Extracted information:

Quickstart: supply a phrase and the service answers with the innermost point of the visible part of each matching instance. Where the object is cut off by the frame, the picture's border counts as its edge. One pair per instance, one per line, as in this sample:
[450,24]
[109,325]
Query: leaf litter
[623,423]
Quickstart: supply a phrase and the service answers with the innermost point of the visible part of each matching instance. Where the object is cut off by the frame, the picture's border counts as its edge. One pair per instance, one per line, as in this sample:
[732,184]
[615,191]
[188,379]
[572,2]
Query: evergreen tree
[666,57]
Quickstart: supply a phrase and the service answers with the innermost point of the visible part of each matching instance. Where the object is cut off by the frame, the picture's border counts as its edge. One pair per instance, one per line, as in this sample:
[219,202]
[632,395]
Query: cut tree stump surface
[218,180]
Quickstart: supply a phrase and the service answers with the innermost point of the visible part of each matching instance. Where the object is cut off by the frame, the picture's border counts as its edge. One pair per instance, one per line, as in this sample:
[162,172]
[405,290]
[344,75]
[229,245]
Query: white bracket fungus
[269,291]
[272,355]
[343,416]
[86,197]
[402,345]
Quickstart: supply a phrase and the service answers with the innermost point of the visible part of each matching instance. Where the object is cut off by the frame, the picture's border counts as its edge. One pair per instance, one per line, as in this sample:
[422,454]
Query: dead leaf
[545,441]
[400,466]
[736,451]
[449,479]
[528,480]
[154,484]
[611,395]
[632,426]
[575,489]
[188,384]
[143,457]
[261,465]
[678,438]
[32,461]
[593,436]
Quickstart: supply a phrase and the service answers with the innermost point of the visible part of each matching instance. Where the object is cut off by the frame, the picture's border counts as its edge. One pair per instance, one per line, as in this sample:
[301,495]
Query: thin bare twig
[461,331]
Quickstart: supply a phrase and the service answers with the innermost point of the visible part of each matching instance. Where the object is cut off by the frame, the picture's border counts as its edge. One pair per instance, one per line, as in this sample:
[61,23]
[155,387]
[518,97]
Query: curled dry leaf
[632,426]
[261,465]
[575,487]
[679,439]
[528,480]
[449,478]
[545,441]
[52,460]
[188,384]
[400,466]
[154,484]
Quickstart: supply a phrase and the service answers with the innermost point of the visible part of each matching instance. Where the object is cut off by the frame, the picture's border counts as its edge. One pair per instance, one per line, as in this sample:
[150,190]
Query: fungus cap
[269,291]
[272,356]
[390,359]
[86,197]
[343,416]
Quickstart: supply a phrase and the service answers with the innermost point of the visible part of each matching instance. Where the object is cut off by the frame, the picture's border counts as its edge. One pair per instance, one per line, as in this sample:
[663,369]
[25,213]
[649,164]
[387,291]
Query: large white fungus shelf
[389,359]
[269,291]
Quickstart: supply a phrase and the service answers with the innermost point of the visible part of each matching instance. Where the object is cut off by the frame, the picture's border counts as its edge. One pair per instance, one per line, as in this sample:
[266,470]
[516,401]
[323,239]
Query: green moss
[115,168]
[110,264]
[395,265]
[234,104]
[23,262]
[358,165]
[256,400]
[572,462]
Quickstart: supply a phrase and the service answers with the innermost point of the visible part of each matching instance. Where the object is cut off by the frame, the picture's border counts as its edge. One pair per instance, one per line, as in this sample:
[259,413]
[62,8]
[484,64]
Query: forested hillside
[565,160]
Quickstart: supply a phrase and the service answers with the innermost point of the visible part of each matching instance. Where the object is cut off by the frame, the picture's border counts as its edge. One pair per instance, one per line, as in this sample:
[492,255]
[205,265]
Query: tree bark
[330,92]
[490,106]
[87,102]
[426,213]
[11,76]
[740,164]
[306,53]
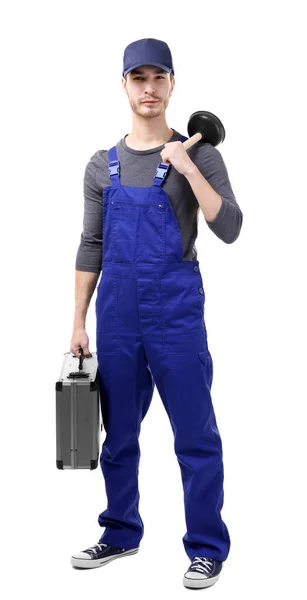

Written exercise: Pull out every line of the material above that contains the string "Query", and list those lines in their original order.

Written solution:
Query: leaf litter
Query: evergreen tree
Query: cut tree stump surface
Query: white bracket fungus
Query: dead leaf
Query: thin bare twig
Query: curled dry leaf
Query: fungus cap
Query: large white fungus shelf
Query: green moss
Query: forested hillside
Query: tree bark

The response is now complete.